Your objective:
Turn every line of the data below into a numbered list, leaving out any blank lines.

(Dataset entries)
--------------------------------------------------

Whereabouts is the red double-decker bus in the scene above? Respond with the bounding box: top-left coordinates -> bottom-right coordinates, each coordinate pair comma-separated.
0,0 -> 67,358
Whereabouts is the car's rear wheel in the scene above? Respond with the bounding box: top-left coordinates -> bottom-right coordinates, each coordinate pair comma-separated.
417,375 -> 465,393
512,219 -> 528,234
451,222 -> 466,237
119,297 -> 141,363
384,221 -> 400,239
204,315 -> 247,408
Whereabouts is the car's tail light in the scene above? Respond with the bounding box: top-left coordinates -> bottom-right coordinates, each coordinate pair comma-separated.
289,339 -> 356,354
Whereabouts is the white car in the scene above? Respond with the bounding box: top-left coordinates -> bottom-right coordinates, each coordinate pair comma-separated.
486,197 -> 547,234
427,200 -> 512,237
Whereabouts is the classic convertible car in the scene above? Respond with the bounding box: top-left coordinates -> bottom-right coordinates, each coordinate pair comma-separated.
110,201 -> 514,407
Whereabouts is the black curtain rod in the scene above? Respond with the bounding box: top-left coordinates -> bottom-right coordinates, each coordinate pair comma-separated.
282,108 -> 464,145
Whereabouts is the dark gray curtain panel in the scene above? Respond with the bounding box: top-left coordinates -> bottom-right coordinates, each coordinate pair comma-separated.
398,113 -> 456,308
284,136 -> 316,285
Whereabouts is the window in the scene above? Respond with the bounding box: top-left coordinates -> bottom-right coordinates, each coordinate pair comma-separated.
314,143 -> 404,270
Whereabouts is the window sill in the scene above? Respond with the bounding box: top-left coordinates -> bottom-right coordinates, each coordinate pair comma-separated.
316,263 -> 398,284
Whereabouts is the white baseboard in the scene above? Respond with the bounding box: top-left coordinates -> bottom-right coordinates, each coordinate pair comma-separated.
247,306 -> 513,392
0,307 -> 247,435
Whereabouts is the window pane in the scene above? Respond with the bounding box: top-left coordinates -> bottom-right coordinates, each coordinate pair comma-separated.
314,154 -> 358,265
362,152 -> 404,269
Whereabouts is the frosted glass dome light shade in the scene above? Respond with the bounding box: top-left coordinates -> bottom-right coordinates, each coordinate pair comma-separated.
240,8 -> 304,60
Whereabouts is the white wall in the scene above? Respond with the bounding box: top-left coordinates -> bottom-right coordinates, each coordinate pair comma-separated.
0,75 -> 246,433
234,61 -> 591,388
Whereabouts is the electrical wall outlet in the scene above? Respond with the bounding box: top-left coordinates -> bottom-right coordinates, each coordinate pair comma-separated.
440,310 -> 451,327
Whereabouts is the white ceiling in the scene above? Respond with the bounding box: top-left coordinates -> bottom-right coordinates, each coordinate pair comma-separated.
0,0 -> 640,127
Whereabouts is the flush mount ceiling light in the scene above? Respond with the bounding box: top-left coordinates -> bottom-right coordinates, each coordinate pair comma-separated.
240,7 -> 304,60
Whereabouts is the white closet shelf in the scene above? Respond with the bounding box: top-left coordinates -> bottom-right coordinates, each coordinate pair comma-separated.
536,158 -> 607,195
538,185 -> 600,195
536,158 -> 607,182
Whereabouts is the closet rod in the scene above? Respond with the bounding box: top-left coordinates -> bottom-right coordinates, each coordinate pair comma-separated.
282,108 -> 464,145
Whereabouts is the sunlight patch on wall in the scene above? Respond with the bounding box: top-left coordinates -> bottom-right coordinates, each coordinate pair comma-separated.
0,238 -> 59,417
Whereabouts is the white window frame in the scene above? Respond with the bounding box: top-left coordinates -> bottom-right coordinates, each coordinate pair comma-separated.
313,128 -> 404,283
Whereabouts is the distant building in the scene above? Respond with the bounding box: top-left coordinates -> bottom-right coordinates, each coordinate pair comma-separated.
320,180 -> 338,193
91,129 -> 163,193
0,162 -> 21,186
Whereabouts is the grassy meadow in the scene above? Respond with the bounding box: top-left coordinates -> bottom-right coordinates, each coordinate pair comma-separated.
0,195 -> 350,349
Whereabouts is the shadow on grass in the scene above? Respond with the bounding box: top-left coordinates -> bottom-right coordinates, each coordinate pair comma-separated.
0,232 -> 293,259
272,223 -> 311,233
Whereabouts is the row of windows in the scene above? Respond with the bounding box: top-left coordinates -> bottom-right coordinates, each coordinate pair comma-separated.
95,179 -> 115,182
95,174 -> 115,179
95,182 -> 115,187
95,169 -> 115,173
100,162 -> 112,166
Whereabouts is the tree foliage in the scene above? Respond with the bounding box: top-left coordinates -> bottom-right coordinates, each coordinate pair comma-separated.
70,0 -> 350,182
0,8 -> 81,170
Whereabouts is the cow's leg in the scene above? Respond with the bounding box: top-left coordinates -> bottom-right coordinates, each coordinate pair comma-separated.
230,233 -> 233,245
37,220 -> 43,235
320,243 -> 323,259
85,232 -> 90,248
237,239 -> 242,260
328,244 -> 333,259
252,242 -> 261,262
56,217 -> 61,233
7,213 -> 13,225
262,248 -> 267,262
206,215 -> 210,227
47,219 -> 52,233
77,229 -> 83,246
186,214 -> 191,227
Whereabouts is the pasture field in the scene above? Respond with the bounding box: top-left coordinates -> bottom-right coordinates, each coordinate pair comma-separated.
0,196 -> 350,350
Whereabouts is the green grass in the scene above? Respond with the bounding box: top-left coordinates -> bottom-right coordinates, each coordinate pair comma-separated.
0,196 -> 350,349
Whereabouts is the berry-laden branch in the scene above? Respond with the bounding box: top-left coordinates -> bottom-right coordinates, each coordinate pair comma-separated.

--------------------------------------------------

Correct response:
1. Whereabouts is the red double-decker bus in the scene above? Respond with the bounding box: top-left coordinates -> bottom-right coordinates, each coordinate pair comma-separated.
2. 0,0 -> 67,358
3. Whereabouts is the car's rear wheel in the scene above? Respond with the bounding box: top-left coordinates -> bottom-right coordinates, each coordinate pair comma-separated.
4. 417,375 -> 465,393
5. 512,219 -> 528,234
6. 451,222 -> 466,237
7. 119,297 -> 141,363
8. 384,221 -> 400,239
9. 204,315 -> 247,408
10. Whereabouts is the car's tail light in the scene above? Respond with the bounding box: top-left coordinates -> bottom-right coordinates, each coordinate pair comma-separated.
11. 289,339 -> 356,354
12. Whereabouts is the white car in the scene above? Respond with the bounding box: top-left coordinates -> bottom-right coordinates, each coordinate pair comma-separated.
13. 486,197 -> 547,234
14. 427,200 -> 512,237
15. Whereabouts is the classic convertible car in the scene above? Respond with the bounding box: top-left coordinates -> bottom-right coordinates, each coordinate pair comma-separated.
16. 110,201 -> 514,407
17. Whereabouts is the black curtain rod in the scene above? Respond with the bounding box: top-left coordinates -> bottom-right coordinates, each coordinate pair comma-separated.
18. 282,108 -> 464,145
19. Whereabouts is the dark gray curtain panel in the scene above? Respond with the bounding box: top-left coordinates -> bottom-right coordinates, each coordinate pair comma-separated.
20. 398,113 -> 456,308
21. 284,136 -> 316,285
22. Whereabouts is the window in the scene above? Respond with the bounding box: top-left coordinates -> bottom-right coordinates, each coordinate pair comma-separated.
23. 314,143 -> 404,270
24. Whereabouts is the window sill in the scene above? Respond with the bounding box: top-left coordinates -> bottom-right coordinates, each coordinate pair comma-separated.
25. 316,263 -> 398,284
26. Whereabouts is the white baseboard in the scene above? Respond with the bounding box: top-left coordinates -> bottom-right coordinates, each coordinate pair comma-separated.
27. 247,306 -> 513,392
28. 0,307 -> 247,435
29. Whereabouts is the window pane in the scene above? Respond with the bounding box: top-left coordinates -> bottom-right coordinates, each coordinate pair comma-separated.
30. 314,154 -> 358,265
31. 362,152 -> 404,269
32. Whereabouts is the frosted glass dome light shade in the scene above? Respond with the bounding box: top-left coordinates -> bottom-right coordinates, each coordinate pair comma-separated.
33. 240,8 -> 304,60
34. Whereabouts is the white wall in the scene above? Respond with the bounding box: top-left coordinates -> bottom-right coordinates, each coordinate pair comma-separated.
35. 0,75 -> 246,433
36. 234,61 -> 591,388
37. Whereabouts is the electrical wall outlet in the scene above? Respond with the bounding box: top-left coordinates -> bottom-right coordinates, each coordinate pair comma-separated.
38. 440,310 -> 451,327
39. Whereabouts is the white ceiling in the scene above? Respond with the bounding box: top-left coordinates -> bottom-right coordinates, each coordinate pair comma-separated.
40. 0,0 -> 640,127
41. Whereabouts is the flush mount ceiling light in the scene above? Respond with the bounding box: top-left coordinates -> bottom-right coordinates, each coordinate pair comma-separated.
42. 240,7 -> 304,60
43. Whereabouts is the white closet shelf in the scene above? Respond with the bounding box: top-left coordinates -> bottom-right coordinates, each coordinate pair comma-separated.
44. 536,158 -> 607,195
45. 538,185 -> 600,195
46. 536,158 -> 607,182
47. Whereabouts is the closet rod in the scene above? Respond with the bounding box: top-left coordinates -> bottom-right coordinates, each coordinate pair comma-separated.
48. 282,108 -> 464,145
49. Whereabouts is the sunlight patch on wall in the scene above? Respond with the bounding box: top-left coordinates -> bottom-right coordinates, each coordinate pair comma-separated.
50. 0,238 -> 59,417
51. Whereabouts is the white window frame in the scene above? Respond with the bounding box: top-left coordinates -> bottom-right coordinates, each coordinate pair comma-separated.
52. 313,128 -> 404,283
53. Whereabouts is the distant building in the scene above? Respond with the bounding box: top-left coordinates -> bottom-right coordinates, each coordinate pair comma-separated.
54. 320,180 -> 338,193
55. 91,129 -> 163,193
56. 0,162 -> 21,186
57. Whereabouts is the grassy meadow in the scene above? Respond with the bounding box: top-left coordinates -> bottom-right coordinates, each coordinate pair comma-separated.
58. 0,195 -> 350,349
59. Whereabouts is the shadow on grass in the scene above? Respond with the bounding box: top-left coordinates -> bottom-right coordinates, each coordinate pair comma-separated.
60. 0,232 -> 293,259
61. 272,223 -> 311,233
62. Whereabouts is the row of windows in the scene above? Respond with the bounding box: top-left coordinates -> bottom-right coordinates, each coordinate pair comma-separated.
63. 95,179 -> 115,182
64. 95,174 -> 115,179
65. 95,182 -> 115,187
66. 95,169 -> 115,173
67. 100,162 -> 112,166
68. Whereabouts is the tree foliage in the scene above? Respond with the bounding box: top-left coordinates -> bottom-right coordinates, each coordinate pair comma-separated.
69. 70,0 -> 350,182
70. 0,8 -> 81,170
71. Whereabouts is the cow's leg in the scene above? Respond with the bounding box: top-left coordinates -> bottom-right coordinates, each coordinate pair comma-separated.
72. 230,233 -> 233,245
73. 37,220 -> 43,235
74. 320,243 -> 323,259
75. 85,232 -> 90,248
76. 237,239 -> 242,260
77. 328,244 -> 333,259
78. 252,242 -> 261,262
79. 56,217 -> 61,233
80. 7,213 -> 13,225
81. 262,248 -> 267,262
82. 206,215 -> 210,227
83. 47,219 -> 52,233
84. 77,229 -> 83,246
85. 186,214 -> 191,227
86. Whereabouts is the pasture field in the scene above? Respond with the bounding box: top-left coordinates -> bottom-right coordinates, each coordinate pair comma-separated.
87. 0,196 -> 350,350
88. Whereabouts is the green grass in the scene above? Respond with the bounding box: top-left coordinates -> bottom-right coordinates, each coordinate pair comma-separated.
89. 0,196 -> 350,349
90. Whereabouts is the berry-laden branch in the scene above? Respond with the bounding box: top-left coordinates -> bottom-right coordinates, each coordinate pair comma-separated.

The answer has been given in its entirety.